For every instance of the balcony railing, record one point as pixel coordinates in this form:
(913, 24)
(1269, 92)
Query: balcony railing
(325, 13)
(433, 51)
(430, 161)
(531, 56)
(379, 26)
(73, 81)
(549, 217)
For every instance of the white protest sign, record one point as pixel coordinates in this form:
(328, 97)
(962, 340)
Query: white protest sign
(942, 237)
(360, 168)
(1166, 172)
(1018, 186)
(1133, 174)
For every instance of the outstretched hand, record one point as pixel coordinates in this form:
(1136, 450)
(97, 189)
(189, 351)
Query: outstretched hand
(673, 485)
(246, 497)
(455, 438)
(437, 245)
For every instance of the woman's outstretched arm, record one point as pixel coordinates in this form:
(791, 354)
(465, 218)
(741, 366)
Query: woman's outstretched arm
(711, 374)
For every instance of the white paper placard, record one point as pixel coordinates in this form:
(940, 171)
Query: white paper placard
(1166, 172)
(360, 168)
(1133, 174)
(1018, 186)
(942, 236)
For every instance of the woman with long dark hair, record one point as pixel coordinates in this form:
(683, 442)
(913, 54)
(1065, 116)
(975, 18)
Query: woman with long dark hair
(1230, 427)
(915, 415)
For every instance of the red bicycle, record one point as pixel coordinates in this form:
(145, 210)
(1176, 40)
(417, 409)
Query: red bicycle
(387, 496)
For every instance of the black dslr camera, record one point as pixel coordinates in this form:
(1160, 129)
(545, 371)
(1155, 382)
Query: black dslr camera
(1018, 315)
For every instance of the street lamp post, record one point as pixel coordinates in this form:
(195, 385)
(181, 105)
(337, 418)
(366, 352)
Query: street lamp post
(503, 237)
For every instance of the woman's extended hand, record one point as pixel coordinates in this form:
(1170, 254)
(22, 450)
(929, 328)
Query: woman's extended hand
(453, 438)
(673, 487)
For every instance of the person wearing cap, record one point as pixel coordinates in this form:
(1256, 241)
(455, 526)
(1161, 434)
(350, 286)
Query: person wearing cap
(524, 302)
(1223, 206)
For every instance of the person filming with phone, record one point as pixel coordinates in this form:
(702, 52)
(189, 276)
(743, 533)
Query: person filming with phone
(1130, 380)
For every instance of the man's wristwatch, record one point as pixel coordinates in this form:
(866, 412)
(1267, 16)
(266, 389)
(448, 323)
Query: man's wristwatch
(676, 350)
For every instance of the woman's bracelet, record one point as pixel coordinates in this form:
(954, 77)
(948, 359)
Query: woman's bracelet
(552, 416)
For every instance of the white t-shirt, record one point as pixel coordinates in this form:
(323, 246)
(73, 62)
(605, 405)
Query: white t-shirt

*TASK BRIEF*: Go through the material above and set each line down verbatim.

*TASK ANSWER*:
For every instance of the balcony railing, record one point as pixel coordinates in this form:
(913, 24)
(1269, 92)
Query: balcony railing
(325, 13)
(433, 51)
(430, 161)
(531, 56)
(379, 26)
(73, 81)
(549, 217)
For every instance of the white protest sign, record one point as pixel coordinates in this form:
(328, 97)
(962, 340)
Query: white protest sign
(942, 237)
(360, 168)
(1166, 172)
(1018, 186)
(1133, 174)
For every instance of the outstretched hand, record one point as pixel coordinates in this form:
(1136, 450)
(97, 189)
(189, 351)
Query: outstretched hand
(673, 485)
(246, 497)
(455, 438)
(437, 245)
For every instance of the woman's outstretched arm, record one point as pixel coordinates in this form:
(791, 354)
(465, 218)
(741, 366)
Query: woman's outstretched arm
(711, 374)
For every instance of the white paper placard, record one point as pixel coordinates in this form:
(940, 171)
Query: white paper placard
(1166, 172)
(360, 168)
(1133, 174)
(1018, 186)
(942, 236)
For every instance of the woman with long dark hair, record one point as pixel coordinates in this form:
(683, 442)
(913, 54)
(1065, 116)
(975, 18)
Query: woman with long dark hair
(1230, 427)
(915, 415)
For every instance of the red bicycle, record one point as pixel coordinates in this form:
(145, 210)
(1176, 40)
(417, 409)
Query: red bicycle
(387, 496)
For every instance of the black dslr camera, record one point as pixel coordinates in this form:
(1160, 129)
(545, 371)
(1155, 382)
Query: black dslr camera
(1018, 315)
For every instance of the street lamp post, record one point as pixel coordinates in this form:
(195, 385)
(181, 105)
(337, 418)
(366, 352)
Query: street lamp post
(503, 237)
For every instance of the woman's extended hand, record one point as pixel coordinates in this form:
(1170, 254)
(22, 450)
(929, 328)
Query: woman's extended hand
(453, 438)
(673, 487)
For every instance of the person wearing cap, record one point as pixel coordinates in this form:
(1256, 241)
(455, 526)
(1161, 434)
(350, 286)
Query: person wearing cap
(524, 302)
(1223, 206)
For every instance of the person filming with phone, record one point as pixel coordinates in this form:
(702, 52)
(189, 276)
(743, 533)
Query: person filming with phone
(1130, 380)
For every instance of the man's wristwatch, record one point as pixel coordinates in this form:
(866, 412)
(1267, 16)
(266, 389)
(448, 323)
Query: man's wristwatch
(676, 350)
For every instance of the woman's bracelet, record one point as pixel coordinates in this form:
(954, 77)
(948, 359)
Query: woman's bracelet
(552, 416)
For every instance of the white t-shirt, record one point as pixel coordinates in this form:
(323, 246)
(73, 62)
(605, 405)
Query: white t-shirt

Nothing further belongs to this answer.